• EXERCISE AIM:
Count the lines in the records below that contain the word "bumper", and reply with only that number.

• Image location labeling lines:

★ ★ ★ ★ ★

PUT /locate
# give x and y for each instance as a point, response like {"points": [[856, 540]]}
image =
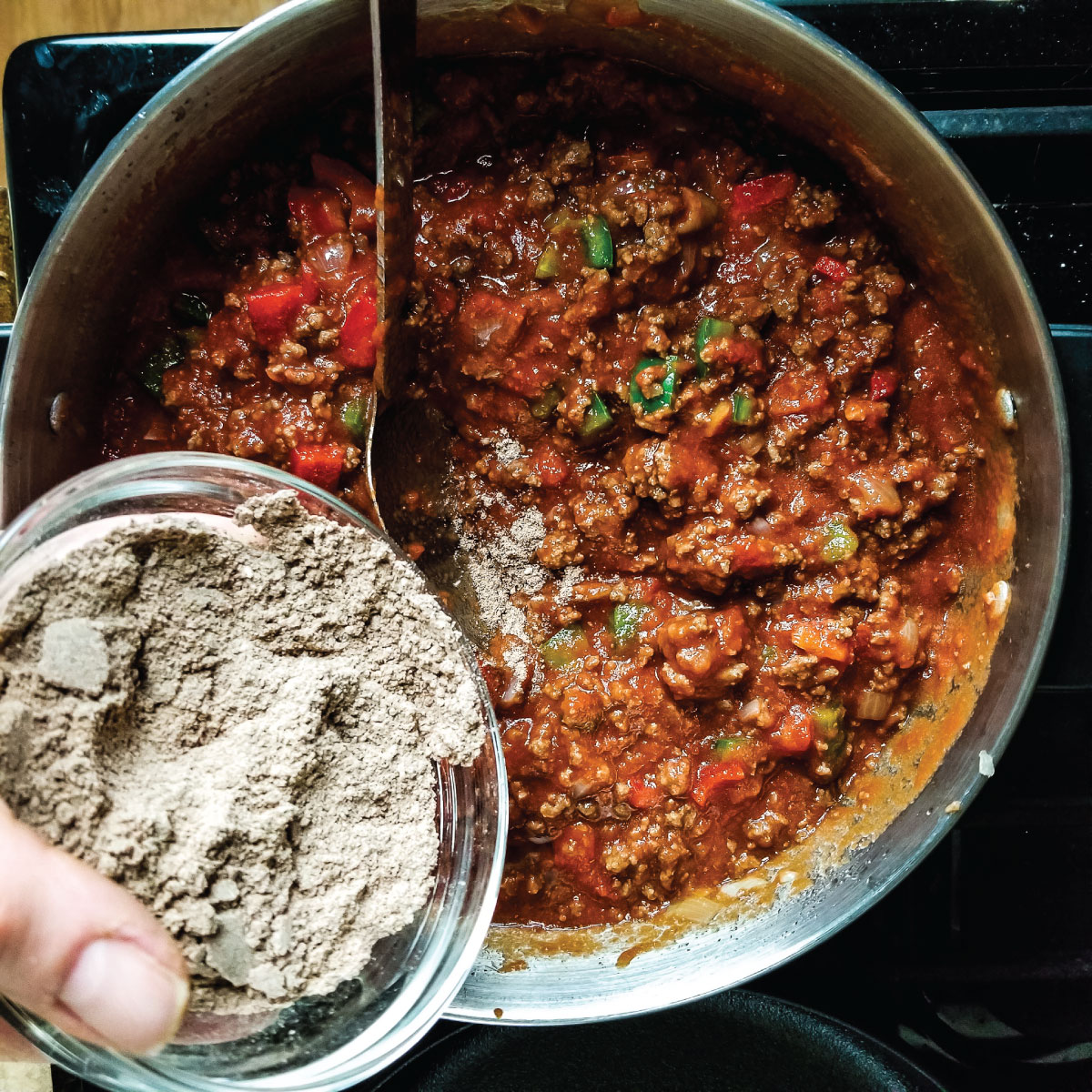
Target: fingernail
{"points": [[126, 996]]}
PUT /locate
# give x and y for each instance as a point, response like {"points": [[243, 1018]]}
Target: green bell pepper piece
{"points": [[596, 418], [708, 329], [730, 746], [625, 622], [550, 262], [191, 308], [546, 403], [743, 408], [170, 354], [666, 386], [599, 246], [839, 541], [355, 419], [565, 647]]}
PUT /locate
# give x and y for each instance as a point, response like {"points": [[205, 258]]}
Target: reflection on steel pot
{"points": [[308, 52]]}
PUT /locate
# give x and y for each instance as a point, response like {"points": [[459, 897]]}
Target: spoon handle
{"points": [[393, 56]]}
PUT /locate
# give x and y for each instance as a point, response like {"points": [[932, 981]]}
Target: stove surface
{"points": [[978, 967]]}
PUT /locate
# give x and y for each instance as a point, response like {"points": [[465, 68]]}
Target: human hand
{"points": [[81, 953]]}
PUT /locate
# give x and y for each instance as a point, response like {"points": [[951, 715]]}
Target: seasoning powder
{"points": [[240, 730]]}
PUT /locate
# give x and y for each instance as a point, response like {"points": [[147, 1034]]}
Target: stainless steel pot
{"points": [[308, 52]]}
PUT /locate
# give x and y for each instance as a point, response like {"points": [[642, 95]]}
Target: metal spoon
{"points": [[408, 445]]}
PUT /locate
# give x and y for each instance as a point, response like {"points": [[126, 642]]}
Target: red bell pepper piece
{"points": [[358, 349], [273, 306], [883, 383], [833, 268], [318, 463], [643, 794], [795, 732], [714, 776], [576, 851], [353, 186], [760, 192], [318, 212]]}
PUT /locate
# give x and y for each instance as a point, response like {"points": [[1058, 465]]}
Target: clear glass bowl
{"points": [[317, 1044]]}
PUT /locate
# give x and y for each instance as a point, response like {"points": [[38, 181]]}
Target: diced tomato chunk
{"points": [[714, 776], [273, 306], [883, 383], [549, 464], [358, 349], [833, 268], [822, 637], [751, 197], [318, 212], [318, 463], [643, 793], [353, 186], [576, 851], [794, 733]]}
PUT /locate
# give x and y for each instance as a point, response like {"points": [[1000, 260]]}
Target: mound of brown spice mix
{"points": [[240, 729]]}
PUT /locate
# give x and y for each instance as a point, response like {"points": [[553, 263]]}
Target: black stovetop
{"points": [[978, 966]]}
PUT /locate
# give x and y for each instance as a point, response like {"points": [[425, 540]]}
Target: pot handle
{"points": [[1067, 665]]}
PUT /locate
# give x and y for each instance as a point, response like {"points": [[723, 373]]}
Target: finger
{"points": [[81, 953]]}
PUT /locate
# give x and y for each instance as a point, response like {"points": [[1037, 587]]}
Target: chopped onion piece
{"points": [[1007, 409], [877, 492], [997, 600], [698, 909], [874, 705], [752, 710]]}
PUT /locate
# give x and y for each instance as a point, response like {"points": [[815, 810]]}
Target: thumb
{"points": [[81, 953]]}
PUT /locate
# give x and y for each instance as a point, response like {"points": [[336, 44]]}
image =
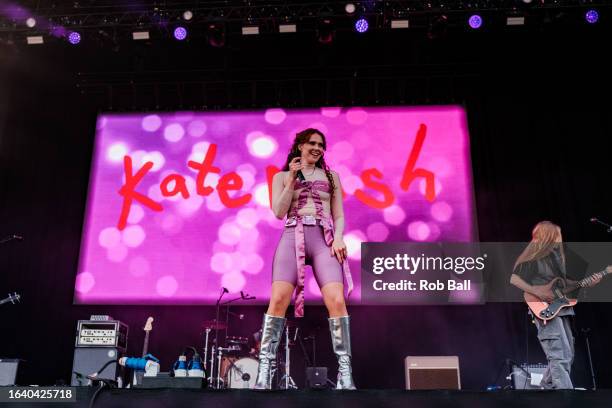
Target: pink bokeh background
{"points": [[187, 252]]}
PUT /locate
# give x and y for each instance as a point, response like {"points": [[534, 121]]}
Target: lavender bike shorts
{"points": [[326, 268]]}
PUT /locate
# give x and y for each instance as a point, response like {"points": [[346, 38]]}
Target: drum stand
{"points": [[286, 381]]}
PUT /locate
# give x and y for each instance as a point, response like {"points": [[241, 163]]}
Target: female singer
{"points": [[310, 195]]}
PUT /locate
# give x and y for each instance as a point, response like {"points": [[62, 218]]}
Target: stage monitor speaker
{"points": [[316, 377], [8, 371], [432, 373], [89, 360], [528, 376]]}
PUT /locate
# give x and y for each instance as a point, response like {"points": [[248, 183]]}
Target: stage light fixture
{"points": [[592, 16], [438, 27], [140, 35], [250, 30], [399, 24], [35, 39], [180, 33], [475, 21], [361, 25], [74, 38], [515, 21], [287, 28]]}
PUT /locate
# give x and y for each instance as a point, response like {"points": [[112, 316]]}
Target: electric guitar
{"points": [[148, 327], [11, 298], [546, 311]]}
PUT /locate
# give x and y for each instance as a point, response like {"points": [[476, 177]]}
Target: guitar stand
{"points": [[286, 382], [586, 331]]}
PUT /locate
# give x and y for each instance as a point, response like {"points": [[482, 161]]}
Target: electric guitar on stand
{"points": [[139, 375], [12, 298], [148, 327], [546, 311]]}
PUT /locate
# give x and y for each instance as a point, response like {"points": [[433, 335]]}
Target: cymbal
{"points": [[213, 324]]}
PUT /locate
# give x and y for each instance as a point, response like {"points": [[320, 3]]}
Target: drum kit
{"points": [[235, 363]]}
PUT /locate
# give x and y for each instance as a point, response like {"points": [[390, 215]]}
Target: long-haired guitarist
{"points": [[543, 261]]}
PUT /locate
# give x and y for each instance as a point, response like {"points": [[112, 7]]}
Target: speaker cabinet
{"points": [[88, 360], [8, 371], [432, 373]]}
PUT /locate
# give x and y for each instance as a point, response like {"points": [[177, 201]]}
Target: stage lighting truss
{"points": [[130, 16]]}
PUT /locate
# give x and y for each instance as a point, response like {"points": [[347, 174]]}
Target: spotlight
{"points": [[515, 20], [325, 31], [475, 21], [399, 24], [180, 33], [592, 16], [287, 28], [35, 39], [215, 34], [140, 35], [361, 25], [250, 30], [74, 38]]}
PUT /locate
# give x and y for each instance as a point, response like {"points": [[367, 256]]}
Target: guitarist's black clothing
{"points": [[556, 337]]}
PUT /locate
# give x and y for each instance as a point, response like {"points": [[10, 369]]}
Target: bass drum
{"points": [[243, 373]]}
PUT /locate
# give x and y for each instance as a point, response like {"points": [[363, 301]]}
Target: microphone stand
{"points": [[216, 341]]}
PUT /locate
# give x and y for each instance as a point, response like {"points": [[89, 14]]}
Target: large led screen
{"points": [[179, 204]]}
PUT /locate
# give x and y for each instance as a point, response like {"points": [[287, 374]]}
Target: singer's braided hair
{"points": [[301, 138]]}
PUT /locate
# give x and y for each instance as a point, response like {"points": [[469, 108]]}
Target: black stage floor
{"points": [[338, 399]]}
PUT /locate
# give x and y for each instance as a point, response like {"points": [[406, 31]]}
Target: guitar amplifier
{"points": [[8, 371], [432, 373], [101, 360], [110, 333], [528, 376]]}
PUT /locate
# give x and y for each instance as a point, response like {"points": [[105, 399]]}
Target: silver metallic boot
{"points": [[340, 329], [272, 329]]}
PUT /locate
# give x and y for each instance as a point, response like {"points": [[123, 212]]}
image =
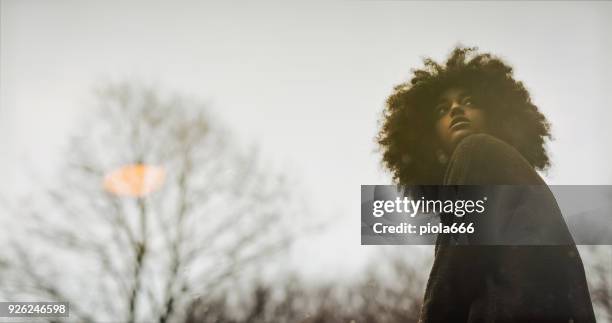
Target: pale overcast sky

★ ★ ★ ★ ★

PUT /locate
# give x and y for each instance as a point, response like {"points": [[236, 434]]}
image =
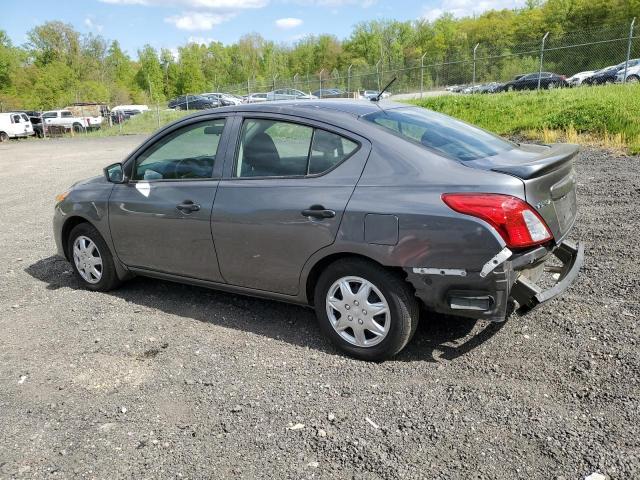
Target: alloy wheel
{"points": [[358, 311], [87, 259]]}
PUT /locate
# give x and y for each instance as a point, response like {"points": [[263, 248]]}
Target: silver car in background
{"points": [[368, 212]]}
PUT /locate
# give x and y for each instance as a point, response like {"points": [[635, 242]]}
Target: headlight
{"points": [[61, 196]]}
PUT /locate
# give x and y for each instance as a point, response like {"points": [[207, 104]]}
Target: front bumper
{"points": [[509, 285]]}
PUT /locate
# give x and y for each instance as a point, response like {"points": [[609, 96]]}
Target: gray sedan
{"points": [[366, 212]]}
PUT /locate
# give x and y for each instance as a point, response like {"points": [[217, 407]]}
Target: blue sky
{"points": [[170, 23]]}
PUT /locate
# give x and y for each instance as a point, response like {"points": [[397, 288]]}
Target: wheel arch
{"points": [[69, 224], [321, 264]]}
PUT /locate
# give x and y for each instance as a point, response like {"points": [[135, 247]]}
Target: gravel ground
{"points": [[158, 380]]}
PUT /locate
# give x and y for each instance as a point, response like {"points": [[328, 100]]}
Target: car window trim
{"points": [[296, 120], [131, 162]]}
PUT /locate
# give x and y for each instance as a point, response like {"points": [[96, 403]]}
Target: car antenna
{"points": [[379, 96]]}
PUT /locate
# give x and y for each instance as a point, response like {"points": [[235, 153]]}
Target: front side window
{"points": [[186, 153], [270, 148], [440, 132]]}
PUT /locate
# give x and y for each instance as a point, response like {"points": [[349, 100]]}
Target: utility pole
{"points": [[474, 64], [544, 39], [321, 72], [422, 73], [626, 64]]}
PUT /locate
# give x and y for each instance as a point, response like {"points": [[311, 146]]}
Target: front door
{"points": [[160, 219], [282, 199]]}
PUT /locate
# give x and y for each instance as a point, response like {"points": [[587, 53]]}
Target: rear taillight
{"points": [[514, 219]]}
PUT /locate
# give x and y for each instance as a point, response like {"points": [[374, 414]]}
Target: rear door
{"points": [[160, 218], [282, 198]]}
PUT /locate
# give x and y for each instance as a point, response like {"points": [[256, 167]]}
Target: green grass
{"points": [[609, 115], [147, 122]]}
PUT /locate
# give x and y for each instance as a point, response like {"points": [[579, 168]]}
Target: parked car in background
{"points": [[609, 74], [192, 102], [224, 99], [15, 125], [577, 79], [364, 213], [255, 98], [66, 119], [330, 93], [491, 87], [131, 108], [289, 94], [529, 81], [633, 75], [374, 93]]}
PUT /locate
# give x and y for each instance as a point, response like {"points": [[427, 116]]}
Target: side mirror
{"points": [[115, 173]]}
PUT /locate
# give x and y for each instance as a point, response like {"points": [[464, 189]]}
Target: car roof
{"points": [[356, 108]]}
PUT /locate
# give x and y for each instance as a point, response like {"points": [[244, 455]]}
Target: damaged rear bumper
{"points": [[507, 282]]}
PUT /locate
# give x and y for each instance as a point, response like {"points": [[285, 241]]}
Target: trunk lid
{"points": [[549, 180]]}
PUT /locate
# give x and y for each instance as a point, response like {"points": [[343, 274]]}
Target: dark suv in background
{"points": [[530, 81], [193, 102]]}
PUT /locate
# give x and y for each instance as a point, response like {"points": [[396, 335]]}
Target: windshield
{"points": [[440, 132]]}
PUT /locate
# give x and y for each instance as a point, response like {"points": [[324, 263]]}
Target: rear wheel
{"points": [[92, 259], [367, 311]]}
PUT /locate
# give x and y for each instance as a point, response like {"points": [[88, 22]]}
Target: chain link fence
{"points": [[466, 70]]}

★ ★ ★ ★ ★

• ANSWER TO THIS PROBLEM:
2